For decades, sex workers and long-haul truck drivers have been cast by many as villains of the HIV epidemic, maligned for their role in rapidly spreading the virus through their many partners and across widespread areas. But now organisations such as North Star are flipping that script.

If these groups — often referred to in public health speak as “key populations” — are at high risk for contracting and spreading HIV, they reason, that also means they are likely to be at the core of any successful effort to keep it contained.


Sex workers and long-haul truck drivers have, for decades, been cast as villains of the HIV epidemic. (Benard, Kimani)

That’s why, although North Star offers HIV treatment, it focuses most of its efforts on prevention, says Stephen Gichina, a clinician and site co-ordinator at the North Star clinic in Maai Mahiu.

“We normally have a large batch of condoms at our disposal,” he says. “At the moment we have in our stores over 250 000 condoms, which we expect to be out of stock in less than two months’ time.”

The clinic has a roving band of eight peer educators recruited from the local sex worker community. Among them is Gacheru, who is also HIV-positive.

“When I realised [10 years ago], I thought it was the end of me but after undergoing several counselling sessions I realised I can live longer,” she says, holding a packet of condoms.

Now she tries to offer the same assurances to her colleagues, making nightly visits to 63 sex workers scattered around 24 cruising spots, where she distributes free condoms and lubricant, counsels people and answers questions about safer sex, and refers new sex workers to the clinic for check-ups.

To date, North Star says it has been able to reach 524 sex workers in Maai Mahiu with the help of these peer educators. Their efforts appear to be paying off.

According to the 2016 Kenya Aids Progress Report, Nakuru County — where Maai Mahiu is located — saw its rate of new HIV infections plunge from 4 127 in 2013 to 801 in 2015, one of the largest percentage drops in the country during that period.

“Sex workers are now more aware of how HIV is transmitted and are even quick to report cases of condoms bursting,” says Ndida.

Still, the county continues to rank in the top third for HIV prevalence nationwide, and the stigma surrounding HIV infection remains high, according to the “stigma index” of the progress report.

Although the North Star clinics have been particularly successful in reaching out to sex workers, they still need to make more significant efforts to include truck drivers in their outreach, says Nicholas Mbugua, the secretary general for the Kenya Long-distance Truck Drivers’ and Allied Workers’ Union. After all, more than half the people who visit the clinic for testing and treatment don’t live in Nakuru county, according to North Star. And most of those just passing through are likely to be drivers.

“The clinic’s closing time is unpredictable — you will [sometimes] find them closing around 8pm while most of our drivers [arrive] past that time,” says Mbugua.

North Star has recently begun to target drivers through a programme it dubs Star Driver. It provides free medical checkups, defensive driving lessons, the renewal of driver’s licences, reflector jackets and monetary rewards to drivers who make regular visits to its clinics.

“We have seen a significant number of drivers visit our centre since the programme was initiated two years ago,” says Gichina.

The clinic as a whole continues to do a brisk business — it is nearly as busy most nights as the clogged Nairobi-Naivasha highway that runs past it.

A truck driver on his way to Uganda says he has come to collect condoms from the clinic. “You know, we’re only human. It’s easy to fall into temptations if you’re away from home for so long.”

Early the next morning, when the suns starts to rise over the Great Rift Valley, the 35-year-old driver gets ready for the next part of his long-distance journey. He gets into his truck and says: “These condoms will help me to protect myself against HIV.”

▶ Provided information

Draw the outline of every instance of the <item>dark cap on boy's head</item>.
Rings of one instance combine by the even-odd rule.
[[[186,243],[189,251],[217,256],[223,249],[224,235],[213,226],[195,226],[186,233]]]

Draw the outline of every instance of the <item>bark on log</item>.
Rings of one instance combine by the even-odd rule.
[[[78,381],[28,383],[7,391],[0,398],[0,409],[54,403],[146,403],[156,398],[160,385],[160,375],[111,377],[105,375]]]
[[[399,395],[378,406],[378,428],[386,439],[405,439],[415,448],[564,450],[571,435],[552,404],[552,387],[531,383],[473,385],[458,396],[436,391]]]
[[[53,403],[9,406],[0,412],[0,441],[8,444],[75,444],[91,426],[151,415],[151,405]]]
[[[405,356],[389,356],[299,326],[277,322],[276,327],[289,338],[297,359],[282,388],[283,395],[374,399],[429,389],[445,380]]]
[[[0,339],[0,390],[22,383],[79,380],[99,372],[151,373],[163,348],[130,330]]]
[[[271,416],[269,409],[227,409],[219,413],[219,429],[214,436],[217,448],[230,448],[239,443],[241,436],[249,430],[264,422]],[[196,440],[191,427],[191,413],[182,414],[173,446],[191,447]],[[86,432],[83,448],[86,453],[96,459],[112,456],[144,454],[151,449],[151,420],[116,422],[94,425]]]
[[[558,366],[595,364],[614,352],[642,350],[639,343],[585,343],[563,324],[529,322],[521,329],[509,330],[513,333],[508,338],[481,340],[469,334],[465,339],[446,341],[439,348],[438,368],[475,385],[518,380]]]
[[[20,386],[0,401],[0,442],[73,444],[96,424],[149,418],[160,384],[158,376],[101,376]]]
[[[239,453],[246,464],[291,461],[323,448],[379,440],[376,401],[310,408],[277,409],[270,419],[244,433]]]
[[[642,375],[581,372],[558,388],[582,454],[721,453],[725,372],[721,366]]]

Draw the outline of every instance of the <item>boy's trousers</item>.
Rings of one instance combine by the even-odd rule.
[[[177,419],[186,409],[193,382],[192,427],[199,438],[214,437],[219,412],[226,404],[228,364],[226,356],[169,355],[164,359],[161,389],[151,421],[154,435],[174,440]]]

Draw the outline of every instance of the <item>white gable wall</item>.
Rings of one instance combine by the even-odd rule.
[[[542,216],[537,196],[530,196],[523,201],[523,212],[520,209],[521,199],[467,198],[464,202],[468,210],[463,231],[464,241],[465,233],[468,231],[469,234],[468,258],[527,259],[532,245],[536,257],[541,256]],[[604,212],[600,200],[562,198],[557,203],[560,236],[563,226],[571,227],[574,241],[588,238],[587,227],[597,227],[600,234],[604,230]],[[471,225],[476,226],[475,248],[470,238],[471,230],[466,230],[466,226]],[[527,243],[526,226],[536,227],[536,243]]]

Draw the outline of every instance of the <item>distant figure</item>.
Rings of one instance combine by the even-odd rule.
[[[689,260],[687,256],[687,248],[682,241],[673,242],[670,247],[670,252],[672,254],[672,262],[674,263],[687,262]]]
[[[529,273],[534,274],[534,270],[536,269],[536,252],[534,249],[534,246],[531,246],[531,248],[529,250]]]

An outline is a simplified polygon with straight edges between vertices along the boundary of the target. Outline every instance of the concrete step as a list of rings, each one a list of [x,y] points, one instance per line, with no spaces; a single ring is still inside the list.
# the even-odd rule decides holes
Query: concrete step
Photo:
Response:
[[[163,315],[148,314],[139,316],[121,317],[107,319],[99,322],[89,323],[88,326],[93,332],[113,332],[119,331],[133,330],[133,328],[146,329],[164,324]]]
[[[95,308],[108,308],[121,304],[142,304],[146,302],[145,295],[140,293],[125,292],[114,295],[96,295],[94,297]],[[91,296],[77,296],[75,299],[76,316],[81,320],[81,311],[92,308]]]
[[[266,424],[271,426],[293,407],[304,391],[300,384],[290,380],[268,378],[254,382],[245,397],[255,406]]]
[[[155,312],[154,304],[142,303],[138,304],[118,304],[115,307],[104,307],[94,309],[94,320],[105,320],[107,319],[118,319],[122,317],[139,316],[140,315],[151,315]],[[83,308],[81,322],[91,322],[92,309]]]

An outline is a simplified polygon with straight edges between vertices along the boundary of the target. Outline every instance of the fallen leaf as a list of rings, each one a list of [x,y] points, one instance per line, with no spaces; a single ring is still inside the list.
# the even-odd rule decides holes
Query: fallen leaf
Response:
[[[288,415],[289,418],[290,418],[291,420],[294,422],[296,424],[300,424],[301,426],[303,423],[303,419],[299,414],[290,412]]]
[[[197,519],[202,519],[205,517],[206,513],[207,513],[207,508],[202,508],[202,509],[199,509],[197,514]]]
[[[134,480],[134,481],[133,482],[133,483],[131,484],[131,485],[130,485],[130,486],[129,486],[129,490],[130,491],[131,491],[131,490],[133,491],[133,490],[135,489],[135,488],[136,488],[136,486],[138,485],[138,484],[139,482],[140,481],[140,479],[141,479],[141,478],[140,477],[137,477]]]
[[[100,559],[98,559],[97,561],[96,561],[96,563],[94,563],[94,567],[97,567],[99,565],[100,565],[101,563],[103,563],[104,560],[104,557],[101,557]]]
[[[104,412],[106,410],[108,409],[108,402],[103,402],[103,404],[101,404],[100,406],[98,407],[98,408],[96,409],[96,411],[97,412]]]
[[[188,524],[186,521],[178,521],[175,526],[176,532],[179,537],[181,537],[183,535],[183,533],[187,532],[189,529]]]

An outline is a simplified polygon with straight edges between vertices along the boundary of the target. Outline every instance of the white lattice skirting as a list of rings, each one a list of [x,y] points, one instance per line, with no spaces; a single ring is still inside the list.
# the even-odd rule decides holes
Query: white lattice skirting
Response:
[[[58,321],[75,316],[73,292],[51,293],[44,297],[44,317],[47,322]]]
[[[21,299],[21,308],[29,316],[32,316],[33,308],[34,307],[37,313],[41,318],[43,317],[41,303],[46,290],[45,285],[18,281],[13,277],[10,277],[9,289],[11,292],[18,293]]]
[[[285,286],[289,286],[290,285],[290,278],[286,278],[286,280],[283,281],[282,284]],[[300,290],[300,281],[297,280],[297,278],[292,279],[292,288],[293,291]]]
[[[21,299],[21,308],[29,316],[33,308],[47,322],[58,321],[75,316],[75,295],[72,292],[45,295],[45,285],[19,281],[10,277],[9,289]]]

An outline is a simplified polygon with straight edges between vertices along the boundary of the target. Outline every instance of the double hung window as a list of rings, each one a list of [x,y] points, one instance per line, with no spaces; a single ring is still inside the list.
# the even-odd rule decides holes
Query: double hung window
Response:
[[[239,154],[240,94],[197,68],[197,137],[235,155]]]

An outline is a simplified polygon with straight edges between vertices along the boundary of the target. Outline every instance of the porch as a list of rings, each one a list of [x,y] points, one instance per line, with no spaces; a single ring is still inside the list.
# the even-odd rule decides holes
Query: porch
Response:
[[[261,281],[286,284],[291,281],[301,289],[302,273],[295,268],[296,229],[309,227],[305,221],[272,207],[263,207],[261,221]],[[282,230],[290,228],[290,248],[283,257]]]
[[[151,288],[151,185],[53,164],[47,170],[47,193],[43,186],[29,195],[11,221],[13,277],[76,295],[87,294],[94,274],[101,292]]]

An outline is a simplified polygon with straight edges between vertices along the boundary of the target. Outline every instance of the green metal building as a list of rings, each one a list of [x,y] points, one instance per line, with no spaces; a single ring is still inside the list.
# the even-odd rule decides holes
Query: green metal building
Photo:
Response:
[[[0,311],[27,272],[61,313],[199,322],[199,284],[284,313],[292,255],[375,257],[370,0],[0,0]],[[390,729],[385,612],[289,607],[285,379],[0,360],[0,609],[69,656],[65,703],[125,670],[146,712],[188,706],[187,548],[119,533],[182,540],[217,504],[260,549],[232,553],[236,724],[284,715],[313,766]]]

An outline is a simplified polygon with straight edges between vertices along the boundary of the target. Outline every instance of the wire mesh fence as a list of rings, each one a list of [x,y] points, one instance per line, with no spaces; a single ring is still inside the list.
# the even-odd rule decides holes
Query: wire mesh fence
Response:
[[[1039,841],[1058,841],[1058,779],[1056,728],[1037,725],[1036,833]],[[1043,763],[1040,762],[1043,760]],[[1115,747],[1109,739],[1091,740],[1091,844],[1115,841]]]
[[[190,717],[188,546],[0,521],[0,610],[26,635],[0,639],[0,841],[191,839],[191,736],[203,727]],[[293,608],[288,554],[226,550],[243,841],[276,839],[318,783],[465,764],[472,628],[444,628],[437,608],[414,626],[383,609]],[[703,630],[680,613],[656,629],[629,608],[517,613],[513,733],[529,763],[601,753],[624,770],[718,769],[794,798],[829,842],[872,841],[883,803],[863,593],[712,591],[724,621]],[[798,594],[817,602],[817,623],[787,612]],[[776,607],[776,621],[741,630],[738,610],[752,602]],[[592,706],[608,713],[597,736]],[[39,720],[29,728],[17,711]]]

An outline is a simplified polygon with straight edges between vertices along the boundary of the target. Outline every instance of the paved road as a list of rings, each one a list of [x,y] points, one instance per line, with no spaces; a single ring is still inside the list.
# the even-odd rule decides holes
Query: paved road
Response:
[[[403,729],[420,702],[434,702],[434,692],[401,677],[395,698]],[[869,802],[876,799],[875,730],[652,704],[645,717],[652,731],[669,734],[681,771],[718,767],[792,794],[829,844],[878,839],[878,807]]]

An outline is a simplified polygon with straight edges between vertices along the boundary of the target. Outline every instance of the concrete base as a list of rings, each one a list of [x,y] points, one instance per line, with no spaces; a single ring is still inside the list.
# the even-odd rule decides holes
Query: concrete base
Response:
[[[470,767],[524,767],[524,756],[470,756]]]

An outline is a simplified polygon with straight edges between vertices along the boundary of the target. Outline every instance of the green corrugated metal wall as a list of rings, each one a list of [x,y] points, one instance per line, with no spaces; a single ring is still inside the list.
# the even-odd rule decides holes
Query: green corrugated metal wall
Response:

▶ Exercise 1
In the article on HIV prevention in Maai Mahiu, find the passage that starts with the words containing "That’s why, although" and ends with "in Maai Mahiu.". Extract that passage word for word.
▶ Exercise 2
Render this sentence from the article on HIV prevention in Maai Mahiu in Spanish: "The clinic has a roving band of eight peer educators recruited from the local sex worker community."

▶ Exercise answer 1
That’s why, although North Star offers HIV treatment, it focuses most of its efforts on prevention, says Stephen Gichina, a clinician and site co-ordinator at the North Star clinic in Maai Mahiu.

▶ Exercise answer 2
La clínica cuenta con un grupo itinerante de ocho educadores pares reclutados de la comunidad local de trabajadores sexuales.